Convert the material from the line with "Query: grass lawn" through the end of the material into a two-column CSV with the columns phrase and points. Give one row for each phrase with its points, with each value in a single quoted field and line breaks replaced by spaces.

======== Provided records ========

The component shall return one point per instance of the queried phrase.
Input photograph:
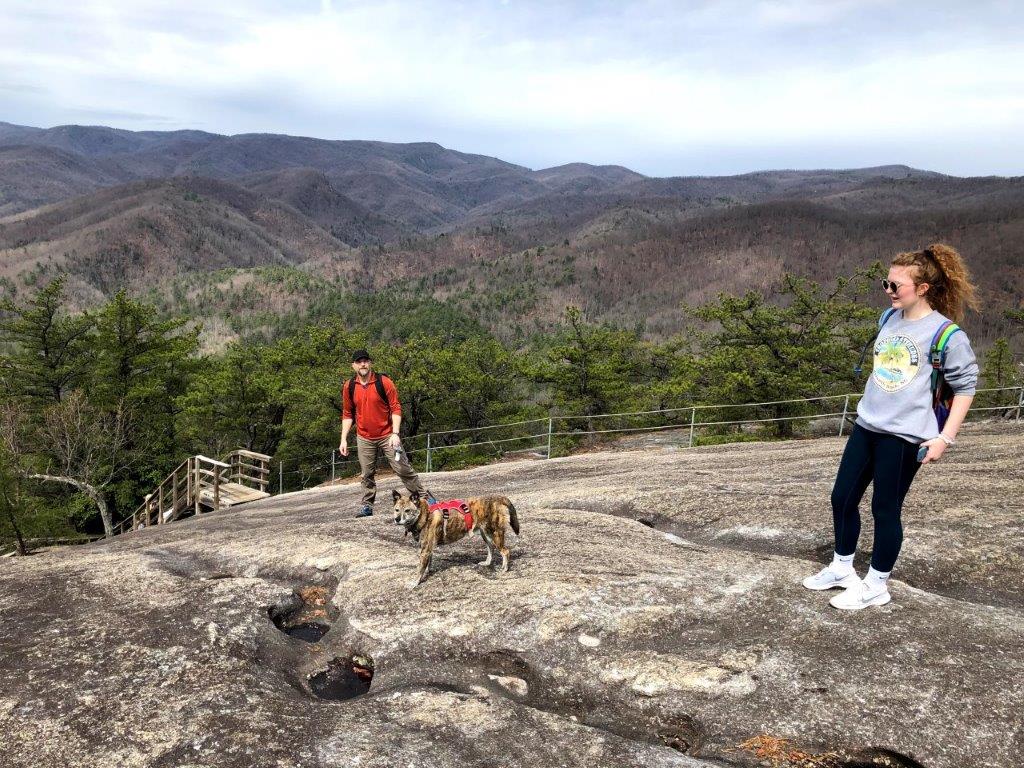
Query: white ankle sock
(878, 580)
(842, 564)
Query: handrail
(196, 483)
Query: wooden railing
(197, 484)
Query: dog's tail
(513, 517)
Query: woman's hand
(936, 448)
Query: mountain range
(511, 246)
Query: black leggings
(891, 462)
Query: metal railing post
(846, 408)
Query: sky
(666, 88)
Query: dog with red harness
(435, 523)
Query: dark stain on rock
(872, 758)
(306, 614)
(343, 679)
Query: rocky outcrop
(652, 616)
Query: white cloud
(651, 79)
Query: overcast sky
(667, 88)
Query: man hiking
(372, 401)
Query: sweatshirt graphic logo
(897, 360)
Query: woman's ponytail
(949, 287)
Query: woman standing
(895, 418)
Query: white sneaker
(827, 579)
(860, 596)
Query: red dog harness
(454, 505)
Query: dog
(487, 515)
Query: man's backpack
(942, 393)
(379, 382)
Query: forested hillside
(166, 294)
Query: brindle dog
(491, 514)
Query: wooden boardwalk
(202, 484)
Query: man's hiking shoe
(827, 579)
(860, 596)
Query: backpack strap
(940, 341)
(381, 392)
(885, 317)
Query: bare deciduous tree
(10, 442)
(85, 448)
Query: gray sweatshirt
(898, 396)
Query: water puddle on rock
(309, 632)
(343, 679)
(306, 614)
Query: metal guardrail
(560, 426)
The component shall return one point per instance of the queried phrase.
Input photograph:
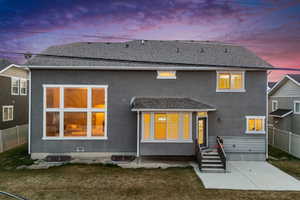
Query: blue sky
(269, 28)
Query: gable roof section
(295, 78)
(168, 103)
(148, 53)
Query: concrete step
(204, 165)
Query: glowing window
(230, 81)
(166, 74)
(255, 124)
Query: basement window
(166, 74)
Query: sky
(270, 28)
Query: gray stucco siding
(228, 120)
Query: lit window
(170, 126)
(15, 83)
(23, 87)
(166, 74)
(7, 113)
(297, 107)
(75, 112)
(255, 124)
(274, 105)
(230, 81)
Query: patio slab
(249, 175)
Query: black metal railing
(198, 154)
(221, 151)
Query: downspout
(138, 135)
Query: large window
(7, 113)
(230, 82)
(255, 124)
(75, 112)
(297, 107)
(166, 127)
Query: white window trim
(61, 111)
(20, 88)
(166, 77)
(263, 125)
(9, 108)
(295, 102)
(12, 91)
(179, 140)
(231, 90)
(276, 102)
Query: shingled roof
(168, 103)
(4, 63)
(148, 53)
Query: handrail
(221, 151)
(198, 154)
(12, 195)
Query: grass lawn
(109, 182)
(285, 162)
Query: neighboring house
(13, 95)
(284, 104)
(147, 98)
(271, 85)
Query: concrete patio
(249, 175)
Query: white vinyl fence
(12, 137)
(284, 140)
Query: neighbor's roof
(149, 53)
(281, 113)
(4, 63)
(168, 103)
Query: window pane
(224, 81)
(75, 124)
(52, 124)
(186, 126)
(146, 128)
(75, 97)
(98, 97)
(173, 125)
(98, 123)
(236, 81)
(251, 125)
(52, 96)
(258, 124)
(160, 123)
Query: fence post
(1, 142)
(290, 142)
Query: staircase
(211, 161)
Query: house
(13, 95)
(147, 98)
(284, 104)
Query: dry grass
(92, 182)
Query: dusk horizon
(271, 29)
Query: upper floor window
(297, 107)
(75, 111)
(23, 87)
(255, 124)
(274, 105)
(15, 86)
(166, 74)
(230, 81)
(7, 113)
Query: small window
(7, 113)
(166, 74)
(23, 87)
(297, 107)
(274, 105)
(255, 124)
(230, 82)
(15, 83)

========

Result of the task:
phrase,points
"Query: grass lawn","(109, 182) (285, 162)"
"Query: neighboring house","(13, 95) (284, 104) (147, 98) (271, 85)"
"Query: concrete patio","(249, 175)"
"Query: white vinyl fence","(12, 137) (284, 140)"
"Query: neighbor's roof","(149, 53) (281, 113) (4, 63) (168, 103)"
"Query: window pane","(224, 81) (75, 124) (52, 124) (186, 126) (146, 128) (75, 97) (98, 97) (173, 125) (98, 123) (236, 81) (251, 125) (52, 96) (258, 124) (160, 123)"
"Query: fence post","(1, 142) (290, 142)"
"Query: staircase","(211, 161)"
"Query: house","(13, 95) (147, 98) (284, 104)"
"Query: dry grass","(92, 182)"
"Query: dusk horizon","(271, 29)"
"Query: upper floor window","(297, 107) (75, 111) (23, 87) (255, 124) (274, 105) (15, 86) (166, 74) (230, 81) (7, 113)"
"Query: small window","(7, 113) (166, 74) (23, 87) (297, 107) (274, 105) (255, 124) (230, 82) (15, 83)"